## GOALS
• a. From the snowmobile build excerpt, return the passage between "The steering system" and "snowmobile’s actual dimensions.", inclusive.
• b. In the snowmobile build excerpt, why is it worth building plywood or heavy-cardboard mockups when laying out the steering geometry?

## EXCERPT PROVIDED
(begin)

The steering system comprises motorcycle-style handlebars, a steering column with a double-arm bellcrank, and two tie-rods with Lada-style ball joints linking the bellcrank to the right and left steering knuckles. When laying out the steering geometry, it helps to build simple plywood or heavy-cardboard mockups at a convenient scale—they make it easier to fine-tune rod lengths and lever arms to the snowmobile’s actual dimensions.
The fuel tank is a 10‑liter aluminum jerrycan fitted with a standard motorcycle fuel shutoff/sediment cock. Installing it requires TIG-welding a threaded bung into the can.
The body, consisting of a base and hood, is laid up from fiberglass cloth and epoxy using a simple plug of plywood, lumber, and plaster. A wax-based parquet polish applied and buffed on the plug serves as the release layer. First lay up the base: use plywood strips and modeling clay to form a flange along the future seam, which will later serve as the lip. After curing, remove the plywood and clay, trim the flange to 30 mm, tape it off, and only then laminate the hood.
Once the resin cures, lift the parts off the plug and reinforce them from inside with batten stringers glued on with epoxy filler and small screws. Cut openings in the hood and base for the cylinder barrel and the front cross tube.

(end)

## DATASET EXCERPTS

(begin)

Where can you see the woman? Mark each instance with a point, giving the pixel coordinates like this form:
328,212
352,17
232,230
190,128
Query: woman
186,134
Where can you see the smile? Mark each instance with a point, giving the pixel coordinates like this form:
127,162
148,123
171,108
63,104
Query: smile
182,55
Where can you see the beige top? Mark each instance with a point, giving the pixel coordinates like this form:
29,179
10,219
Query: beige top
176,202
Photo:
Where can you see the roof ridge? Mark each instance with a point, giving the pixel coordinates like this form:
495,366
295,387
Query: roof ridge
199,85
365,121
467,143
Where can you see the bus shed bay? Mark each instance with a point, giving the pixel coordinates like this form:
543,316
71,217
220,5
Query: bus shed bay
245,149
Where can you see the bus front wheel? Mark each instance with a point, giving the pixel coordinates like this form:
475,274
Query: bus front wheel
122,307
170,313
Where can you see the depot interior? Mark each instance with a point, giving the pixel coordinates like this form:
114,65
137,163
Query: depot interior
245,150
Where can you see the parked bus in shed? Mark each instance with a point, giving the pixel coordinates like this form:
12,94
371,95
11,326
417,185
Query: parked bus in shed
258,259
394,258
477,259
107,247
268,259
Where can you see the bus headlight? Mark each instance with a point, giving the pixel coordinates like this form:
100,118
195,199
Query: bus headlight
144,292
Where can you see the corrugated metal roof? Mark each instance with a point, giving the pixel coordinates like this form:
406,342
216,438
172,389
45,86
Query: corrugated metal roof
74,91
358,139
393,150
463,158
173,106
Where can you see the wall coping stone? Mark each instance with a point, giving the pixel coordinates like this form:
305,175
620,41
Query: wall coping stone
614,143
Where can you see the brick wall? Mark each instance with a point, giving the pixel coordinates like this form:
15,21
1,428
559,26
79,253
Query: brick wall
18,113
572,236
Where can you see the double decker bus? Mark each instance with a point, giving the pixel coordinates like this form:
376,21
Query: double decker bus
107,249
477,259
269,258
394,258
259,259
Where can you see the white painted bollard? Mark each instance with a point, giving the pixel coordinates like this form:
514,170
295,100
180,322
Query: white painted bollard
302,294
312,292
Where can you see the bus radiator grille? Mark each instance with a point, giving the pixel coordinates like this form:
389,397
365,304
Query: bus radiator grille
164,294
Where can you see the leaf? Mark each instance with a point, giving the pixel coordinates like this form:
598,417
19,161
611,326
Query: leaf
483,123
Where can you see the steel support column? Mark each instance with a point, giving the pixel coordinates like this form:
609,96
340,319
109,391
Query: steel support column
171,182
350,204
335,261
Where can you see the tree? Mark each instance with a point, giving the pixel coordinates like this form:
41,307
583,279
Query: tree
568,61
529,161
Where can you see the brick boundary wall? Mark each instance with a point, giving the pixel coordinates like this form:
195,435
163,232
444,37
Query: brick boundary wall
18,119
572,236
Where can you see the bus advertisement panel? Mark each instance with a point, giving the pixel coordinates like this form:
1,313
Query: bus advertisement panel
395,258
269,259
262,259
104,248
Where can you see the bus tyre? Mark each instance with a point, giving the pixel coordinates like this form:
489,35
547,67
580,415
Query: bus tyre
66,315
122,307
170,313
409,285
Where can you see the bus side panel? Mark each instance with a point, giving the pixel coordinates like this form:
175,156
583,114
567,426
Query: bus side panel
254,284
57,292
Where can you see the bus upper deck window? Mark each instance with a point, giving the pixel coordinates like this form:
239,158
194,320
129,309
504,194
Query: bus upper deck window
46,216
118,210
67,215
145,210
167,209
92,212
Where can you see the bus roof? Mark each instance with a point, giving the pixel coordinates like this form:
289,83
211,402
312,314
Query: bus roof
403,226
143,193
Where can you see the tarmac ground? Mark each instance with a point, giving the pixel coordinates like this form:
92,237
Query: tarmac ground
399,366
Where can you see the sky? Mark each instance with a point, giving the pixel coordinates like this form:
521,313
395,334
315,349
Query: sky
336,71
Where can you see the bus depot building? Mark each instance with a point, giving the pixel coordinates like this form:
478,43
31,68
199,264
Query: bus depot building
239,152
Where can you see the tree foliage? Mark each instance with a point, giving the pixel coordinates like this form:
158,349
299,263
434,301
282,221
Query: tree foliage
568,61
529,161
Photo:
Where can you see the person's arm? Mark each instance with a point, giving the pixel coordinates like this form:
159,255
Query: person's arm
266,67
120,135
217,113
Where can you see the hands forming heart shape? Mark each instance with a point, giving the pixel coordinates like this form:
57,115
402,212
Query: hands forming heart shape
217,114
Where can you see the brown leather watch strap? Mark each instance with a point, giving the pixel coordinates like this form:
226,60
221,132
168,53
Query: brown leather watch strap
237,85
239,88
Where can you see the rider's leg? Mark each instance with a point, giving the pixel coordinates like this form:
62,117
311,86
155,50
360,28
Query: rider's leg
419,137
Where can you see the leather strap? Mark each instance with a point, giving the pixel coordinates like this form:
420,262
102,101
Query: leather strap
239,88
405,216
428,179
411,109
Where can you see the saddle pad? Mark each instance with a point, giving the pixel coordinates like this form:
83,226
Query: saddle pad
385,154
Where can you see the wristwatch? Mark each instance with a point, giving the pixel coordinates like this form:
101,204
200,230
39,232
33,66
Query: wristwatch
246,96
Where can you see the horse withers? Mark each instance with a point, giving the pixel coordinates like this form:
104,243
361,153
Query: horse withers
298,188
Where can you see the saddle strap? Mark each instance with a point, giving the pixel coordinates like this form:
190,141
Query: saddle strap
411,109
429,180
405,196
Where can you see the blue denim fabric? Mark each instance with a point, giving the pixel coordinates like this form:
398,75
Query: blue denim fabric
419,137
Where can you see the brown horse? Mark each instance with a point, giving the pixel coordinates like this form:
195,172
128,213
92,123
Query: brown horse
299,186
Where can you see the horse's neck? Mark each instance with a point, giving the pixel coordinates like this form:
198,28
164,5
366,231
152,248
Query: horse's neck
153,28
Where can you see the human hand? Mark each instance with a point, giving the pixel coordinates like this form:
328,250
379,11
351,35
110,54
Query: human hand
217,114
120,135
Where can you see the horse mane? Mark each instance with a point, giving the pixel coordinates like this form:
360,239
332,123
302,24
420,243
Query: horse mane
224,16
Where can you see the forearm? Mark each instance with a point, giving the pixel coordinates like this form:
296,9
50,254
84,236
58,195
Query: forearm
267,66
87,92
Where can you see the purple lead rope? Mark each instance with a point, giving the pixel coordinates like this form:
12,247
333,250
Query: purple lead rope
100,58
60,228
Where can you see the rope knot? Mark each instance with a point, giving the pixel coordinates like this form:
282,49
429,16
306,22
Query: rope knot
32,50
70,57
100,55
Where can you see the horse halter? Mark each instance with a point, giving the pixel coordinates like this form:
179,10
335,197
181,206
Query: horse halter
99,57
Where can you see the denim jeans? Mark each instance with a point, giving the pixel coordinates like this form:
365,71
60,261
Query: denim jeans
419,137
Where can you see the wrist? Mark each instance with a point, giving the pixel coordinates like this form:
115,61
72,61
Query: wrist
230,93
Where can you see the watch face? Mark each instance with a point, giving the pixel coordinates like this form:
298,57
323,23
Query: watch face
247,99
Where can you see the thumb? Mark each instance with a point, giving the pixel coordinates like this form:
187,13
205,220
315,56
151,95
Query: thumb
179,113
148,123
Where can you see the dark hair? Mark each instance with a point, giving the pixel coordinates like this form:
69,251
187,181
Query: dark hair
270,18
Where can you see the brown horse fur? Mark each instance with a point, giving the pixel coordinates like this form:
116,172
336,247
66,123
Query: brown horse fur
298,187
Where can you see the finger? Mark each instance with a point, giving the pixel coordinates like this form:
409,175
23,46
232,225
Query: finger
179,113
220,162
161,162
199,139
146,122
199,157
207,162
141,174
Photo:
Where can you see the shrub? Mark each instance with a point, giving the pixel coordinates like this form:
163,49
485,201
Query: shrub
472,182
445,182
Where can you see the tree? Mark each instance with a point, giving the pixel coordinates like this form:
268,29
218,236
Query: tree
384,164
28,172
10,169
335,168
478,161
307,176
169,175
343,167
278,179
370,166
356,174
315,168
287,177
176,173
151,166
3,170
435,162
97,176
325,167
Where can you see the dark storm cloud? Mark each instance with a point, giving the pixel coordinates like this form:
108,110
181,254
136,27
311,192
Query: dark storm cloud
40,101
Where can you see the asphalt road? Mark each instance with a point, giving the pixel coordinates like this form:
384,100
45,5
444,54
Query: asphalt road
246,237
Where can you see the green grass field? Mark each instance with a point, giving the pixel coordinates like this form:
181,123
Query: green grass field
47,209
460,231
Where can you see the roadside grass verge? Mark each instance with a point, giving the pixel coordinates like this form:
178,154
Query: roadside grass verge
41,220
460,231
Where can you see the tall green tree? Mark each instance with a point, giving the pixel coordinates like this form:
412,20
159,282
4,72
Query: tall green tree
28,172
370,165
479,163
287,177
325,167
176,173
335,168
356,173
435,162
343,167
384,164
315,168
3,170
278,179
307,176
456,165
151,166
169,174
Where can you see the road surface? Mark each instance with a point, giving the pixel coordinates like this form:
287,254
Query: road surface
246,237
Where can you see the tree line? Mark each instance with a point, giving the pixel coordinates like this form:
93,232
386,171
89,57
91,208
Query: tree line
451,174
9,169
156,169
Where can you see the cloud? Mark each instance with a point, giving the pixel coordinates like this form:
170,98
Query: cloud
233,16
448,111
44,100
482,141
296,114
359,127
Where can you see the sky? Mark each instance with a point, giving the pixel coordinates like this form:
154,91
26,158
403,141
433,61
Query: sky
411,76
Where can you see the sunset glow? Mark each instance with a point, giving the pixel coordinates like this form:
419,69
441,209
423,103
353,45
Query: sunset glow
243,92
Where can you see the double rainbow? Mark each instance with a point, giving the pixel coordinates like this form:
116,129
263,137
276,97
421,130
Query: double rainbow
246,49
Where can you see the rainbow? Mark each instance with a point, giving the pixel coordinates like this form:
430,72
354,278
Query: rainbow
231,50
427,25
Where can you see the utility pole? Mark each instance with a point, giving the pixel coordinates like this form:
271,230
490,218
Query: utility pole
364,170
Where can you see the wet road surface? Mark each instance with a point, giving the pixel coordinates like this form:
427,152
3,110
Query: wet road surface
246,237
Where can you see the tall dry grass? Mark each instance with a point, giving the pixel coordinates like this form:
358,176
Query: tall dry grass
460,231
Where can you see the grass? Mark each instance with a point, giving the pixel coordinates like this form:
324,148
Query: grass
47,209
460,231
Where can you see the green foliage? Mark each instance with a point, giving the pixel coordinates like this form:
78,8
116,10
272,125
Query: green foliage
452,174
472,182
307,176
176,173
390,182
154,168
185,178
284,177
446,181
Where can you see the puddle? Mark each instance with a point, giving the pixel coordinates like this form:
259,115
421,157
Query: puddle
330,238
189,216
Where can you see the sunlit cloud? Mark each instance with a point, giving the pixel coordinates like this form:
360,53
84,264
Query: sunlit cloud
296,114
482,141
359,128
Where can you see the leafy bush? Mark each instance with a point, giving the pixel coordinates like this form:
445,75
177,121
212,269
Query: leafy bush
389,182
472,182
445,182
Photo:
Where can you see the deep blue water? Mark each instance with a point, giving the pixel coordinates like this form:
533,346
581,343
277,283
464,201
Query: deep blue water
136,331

(end)

## PER-TASK OUTPUTS
• a.
The steering system comprises motorcycle-style handlebars, a steering column with a double-arm bellcrank, and two tie-rods with Lada-style ball joints linking the bellcrank to the right and left steering knuckles. When laying out the steering geometry, it helps to build simple plywood or heavy-cardboard mockups at a convenient scale—they make it easier to fine-tune rod lengths and lever arms to the snowmobile’s actual dimensions.

• b. Scale mockups make it easier to fine-tune the rod lengths and lever arms to the snowmobile's actual dimensions.